DIRECTIONS: Only lines holding "xmlns" are needed; copy each of them from the data below.

━━ MATERIAL FOR THE TASK ━━

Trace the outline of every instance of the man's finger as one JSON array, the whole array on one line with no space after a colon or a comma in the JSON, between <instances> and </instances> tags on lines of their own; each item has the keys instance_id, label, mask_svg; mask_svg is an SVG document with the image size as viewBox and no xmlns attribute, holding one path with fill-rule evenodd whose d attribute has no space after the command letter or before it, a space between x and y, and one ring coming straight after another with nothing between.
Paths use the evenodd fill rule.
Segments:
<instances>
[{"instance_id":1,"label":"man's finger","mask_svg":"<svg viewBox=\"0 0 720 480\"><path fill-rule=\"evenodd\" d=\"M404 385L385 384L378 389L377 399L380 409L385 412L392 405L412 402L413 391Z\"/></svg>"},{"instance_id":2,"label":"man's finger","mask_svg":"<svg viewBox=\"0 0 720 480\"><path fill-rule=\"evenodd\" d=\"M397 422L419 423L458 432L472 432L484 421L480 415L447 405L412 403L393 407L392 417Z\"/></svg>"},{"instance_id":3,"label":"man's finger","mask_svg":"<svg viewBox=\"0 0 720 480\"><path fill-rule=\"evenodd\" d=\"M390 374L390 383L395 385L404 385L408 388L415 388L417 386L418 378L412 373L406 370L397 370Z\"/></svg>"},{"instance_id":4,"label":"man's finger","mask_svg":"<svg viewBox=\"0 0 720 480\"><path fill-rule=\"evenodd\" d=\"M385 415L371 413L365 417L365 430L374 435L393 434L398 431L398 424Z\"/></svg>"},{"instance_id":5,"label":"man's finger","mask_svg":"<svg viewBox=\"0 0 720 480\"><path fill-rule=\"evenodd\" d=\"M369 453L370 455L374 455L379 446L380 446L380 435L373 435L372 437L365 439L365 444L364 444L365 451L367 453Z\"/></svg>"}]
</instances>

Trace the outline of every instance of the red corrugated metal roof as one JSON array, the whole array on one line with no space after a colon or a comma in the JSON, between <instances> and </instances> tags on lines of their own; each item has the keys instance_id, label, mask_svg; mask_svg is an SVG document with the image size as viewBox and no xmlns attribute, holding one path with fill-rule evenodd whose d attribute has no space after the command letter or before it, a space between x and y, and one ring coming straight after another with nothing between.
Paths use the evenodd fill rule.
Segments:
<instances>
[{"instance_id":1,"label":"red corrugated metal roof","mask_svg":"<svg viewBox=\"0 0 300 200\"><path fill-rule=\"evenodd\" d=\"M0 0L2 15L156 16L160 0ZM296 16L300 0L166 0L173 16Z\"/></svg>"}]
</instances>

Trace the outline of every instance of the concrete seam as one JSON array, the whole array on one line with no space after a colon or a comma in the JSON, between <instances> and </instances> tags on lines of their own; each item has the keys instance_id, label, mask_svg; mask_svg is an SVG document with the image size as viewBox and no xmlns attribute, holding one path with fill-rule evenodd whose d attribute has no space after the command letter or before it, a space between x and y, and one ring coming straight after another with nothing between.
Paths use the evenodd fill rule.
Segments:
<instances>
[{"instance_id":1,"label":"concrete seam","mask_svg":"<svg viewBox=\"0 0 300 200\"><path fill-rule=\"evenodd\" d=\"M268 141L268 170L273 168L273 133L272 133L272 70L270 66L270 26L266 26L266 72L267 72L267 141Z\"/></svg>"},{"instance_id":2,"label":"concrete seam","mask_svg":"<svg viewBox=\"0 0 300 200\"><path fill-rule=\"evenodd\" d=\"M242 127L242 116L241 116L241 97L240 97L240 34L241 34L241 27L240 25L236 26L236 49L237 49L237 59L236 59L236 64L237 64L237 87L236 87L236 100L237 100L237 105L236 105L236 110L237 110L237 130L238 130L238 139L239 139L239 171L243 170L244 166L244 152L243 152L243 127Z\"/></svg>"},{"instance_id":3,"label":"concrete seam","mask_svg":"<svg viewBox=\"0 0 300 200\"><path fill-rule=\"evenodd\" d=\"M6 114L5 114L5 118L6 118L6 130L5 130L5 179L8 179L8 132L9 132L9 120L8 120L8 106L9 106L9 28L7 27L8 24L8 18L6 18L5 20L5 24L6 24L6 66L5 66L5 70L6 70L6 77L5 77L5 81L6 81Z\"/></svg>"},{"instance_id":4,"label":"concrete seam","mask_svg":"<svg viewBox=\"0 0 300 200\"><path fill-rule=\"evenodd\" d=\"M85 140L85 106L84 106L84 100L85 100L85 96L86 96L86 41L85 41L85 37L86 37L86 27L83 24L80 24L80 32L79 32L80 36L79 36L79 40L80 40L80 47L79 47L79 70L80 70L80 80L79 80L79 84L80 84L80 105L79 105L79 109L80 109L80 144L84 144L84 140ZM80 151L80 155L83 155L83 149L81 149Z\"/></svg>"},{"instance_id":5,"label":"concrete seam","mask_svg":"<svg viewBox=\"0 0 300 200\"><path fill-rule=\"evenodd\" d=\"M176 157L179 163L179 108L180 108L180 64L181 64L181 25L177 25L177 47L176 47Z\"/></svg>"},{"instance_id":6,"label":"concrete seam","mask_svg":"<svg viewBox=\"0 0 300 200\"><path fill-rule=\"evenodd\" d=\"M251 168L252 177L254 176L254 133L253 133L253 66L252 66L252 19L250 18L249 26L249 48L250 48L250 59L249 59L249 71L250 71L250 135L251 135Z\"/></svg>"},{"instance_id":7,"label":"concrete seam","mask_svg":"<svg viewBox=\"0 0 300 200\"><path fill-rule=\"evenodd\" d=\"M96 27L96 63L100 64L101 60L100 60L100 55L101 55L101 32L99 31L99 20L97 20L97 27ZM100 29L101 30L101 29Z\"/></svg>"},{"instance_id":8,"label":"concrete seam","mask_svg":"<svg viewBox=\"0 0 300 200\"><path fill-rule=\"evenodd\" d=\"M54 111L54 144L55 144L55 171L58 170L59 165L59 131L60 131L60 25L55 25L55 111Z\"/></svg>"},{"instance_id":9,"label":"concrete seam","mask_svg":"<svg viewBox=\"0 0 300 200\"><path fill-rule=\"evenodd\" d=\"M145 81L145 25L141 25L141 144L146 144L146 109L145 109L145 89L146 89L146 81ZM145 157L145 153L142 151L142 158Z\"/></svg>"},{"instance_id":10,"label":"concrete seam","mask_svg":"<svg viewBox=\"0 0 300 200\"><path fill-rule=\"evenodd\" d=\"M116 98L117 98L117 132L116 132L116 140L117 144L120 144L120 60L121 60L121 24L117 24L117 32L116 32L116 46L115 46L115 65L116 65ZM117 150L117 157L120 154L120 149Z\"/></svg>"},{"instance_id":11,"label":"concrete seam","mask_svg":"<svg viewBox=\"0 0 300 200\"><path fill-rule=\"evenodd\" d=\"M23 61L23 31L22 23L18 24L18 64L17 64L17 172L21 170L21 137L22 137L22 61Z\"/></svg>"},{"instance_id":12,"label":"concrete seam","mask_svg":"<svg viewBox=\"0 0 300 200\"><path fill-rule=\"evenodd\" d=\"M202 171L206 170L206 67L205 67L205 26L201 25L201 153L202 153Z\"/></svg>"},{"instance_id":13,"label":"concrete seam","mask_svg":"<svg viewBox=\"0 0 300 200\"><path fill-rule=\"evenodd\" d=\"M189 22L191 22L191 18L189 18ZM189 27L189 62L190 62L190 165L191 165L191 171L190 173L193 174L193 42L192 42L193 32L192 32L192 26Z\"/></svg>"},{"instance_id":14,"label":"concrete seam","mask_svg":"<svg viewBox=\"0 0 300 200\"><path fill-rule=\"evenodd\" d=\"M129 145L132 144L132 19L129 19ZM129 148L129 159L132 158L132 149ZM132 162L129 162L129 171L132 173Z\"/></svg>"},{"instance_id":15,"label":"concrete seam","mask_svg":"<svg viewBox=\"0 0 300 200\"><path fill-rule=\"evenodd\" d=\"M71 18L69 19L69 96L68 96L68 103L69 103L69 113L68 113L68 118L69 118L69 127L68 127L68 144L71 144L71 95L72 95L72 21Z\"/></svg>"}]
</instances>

━━━

OUTPUT FOR THIS TASK:
Trace the outline of every instance of the man's finger as one JSON array, the whole array on one line with no space after a colon or a comma in the JSON, between <instances> and </instances> tags on lines of their own; each item has the keys instance_id, label, mask_svg; mask_svg is an SVG document with the image size as viewBox and no xmlns attribute, holding one path with fill-rule evenodd whose d attribute has no space after the command letter or before it, a space between x and y, and one ring coming straight after another with nothing between.
Trace the outline of every instance of the red corrugated metal roof as one JSON array, the whole array on one line with no space after a colon or a comma in the JSON, between <instances> and </instances> tags on lines of their own; each item has the keys instance_id, label, mask_svg; mask_svg is an SVG document with the image size as viewBox and no xmlns attribute, holding one path with fill-rule evenodd whose d attribute has no space after the command letter or before it, a space between x and y, and one ring coming straight after another with nothing between.
Trace the outline of every instance of the concrete seam as one JSON array, the whole array on one line with no space after a colon or a comma in the JSON, between <instances> and </instances> tags on lines of their own; each item has the keys instance_id, label, mask_svg; mask_svg is an SVG document with the image size as viewBox and no xmlns attribute, holding one path with fill-rule evenodd whose d attribute has no space after the command letter or before it, a space between x and y, and one ring coming straight after another with nothing between.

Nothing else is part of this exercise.